▶ [ZIEL]: Entnimm dem folgenden Material sämtliche Zeilen und gib sie Wort für Wort unverändert wieder.

○ ○ ○

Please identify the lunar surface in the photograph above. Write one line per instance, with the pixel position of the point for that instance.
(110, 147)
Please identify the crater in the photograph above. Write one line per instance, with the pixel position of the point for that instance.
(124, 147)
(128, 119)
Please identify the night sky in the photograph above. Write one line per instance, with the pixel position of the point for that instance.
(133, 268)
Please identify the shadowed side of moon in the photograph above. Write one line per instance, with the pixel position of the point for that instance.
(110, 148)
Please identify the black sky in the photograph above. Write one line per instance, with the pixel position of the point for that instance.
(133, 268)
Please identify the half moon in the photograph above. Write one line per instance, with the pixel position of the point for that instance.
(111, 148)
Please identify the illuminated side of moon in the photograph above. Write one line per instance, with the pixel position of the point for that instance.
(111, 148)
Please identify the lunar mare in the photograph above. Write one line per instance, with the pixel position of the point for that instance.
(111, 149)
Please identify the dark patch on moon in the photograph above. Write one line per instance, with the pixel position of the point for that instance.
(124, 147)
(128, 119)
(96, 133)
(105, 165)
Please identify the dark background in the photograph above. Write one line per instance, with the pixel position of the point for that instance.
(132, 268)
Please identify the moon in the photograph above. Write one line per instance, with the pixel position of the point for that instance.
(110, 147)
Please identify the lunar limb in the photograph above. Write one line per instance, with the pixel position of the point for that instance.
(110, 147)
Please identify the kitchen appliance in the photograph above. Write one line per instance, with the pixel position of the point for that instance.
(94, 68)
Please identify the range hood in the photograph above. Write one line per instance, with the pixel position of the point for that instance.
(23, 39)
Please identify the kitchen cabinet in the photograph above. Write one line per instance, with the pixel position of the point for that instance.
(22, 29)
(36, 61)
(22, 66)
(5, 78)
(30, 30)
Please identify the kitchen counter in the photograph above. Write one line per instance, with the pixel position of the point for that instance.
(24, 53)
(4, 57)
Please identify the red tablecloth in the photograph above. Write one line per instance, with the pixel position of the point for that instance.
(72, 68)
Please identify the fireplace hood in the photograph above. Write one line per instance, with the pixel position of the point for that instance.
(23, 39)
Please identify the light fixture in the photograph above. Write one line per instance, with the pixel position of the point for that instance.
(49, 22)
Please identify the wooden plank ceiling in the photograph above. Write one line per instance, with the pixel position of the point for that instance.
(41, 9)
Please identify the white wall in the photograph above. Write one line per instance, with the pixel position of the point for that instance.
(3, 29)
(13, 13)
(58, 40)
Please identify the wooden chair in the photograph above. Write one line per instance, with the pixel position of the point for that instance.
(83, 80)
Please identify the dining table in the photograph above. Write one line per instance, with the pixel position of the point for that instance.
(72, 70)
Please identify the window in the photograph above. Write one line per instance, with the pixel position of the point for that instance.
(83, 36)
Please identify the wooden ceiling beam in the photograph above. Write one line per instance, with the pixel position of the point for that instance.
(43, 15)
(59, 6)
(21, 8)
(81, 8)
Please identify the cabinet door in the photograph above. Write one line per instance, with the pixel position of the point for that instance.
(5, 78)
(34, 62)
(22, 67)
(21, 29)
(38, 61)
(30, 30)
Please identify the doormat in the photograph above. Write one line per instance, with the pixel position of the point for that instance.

○ ○ ○

▶ [VOLLSTÄNDIGE AUSGABE]:
Please identify the lunar surface in the photograph above. Write one line per instance, with the pixel position of the point for that instance.
(110, 147)
Please identify the crater in the photograph above. Write one line per instance, with the pixel position of the point for that instance.
(124, 147)
(128, 119)
Please identify the night sky in the photograph above. Write one line per instance, with the pixel position of the point for that instance.
(133, 268)
Please identify the shadowed side of moon in the photograph above. Write one line per instance, with the pixel position of the point for that instance.
(110, 148)
Please identify the black sky in the photograph above. Write one line per instance, with the pixel position of the point for that instance.
(133, 268)
Please identify the half moon in the photograph above. Write one line per instance, with the pixel position of the point for that instance.
(111, 148)
Please identify the illuminated side of moon in the photograph above. Write one line per instance, with the pixel position of the point for that instance.
(111, 148)
Please identify the lunar mare in the photograph above. Write one line per instance, with the pixel position of the point for that instance.
(111, 149)
Please identify the dark patch on moon in the photograph above. Write one line per instance, with the pixel position of the point for that instance.
(124, 147)
(128, 119)
(96, 133)
(105, 165)
Please identify the dark background in the photograph above. Write one line per instance, with the pixel position of the point for that instance.
(132, 268)
Please identify the moon in the photograph above. Write one line per instance, with the pixel position of the point for that instance.
(110, 147)
Please identify the lunar limb in the photograph above. Write one line per instance, with the pixel position of the point for that instance.
(110, 147)
Please identify the kitchen appliance in the photograph above. Write one line per instance, with the pixel position of the point for that instance.
(94, 68)
Please identify the range hood in the photograph above. Write one line per instance, with the pixel position of the point for that instance.
(23, 39)
Please identify the kitchen cabinet in the photograph above. Write one line per instance, with the pixel position of the point for that instance.
(22, 29)
(36, 61)
(22, 66)
(5, 78)
(30, 30)
Please identify the kitchen counter in the photograph above. Write one line per instance, with the pixel position of the point for that instance.
(24, 53)
(4, 57)
Please identify the red tablecloth in the photograph above. Write one line per instance, with the pixel position of the point for that instance.
(72, 68)
Please identify the fireplace hood in the photograph above. Write one line per instance, with the pixel position of the point for that instance.
(23, 39)
Please identify the light fixture in the photograph above. Write one line per instance, with the pixel position of the point for that instance.
(49, 22)
Please identify the wooden plank ceiling in the photograph above. Write one line per instance, with the pixel position of the point for that instance.
(41, 9)
Please identify the white wall in the photograph above. Write one line per instance, with the pixel position of the point for that instance.
(3, 29)
(13, 13)
(58, 40)
Please identify the wooden chair in the photograph above. Write one line per instance, with the pixel position of the point for that instance.
(83, 80)
Please identify the dining table in the photograph above. Write one line per instance, with the pixel position of the point for that instance.
(72, 70)
Please identify the window in the photograph above. Write one line per instance, with the pixel position of the point for that instance.
(83, 36)
Please identify the wooden ceiling beam in the photograph above. Write one line per instance, with the pixel position of the point for that instance.
(43, 15)
(59, 6)
(21, 8)
(81, 8)
Please identify the cabinet door in the photograph above. Write one line per instance, with the pixel position of the point for that instance.
(5, 78)
(34, 62)
(22, 67)
(21, 29)
(38, 61)
(30, 30)
Please identify the doormat in the photograph above. Write one line per instance, with the pixel position of the point for that instance.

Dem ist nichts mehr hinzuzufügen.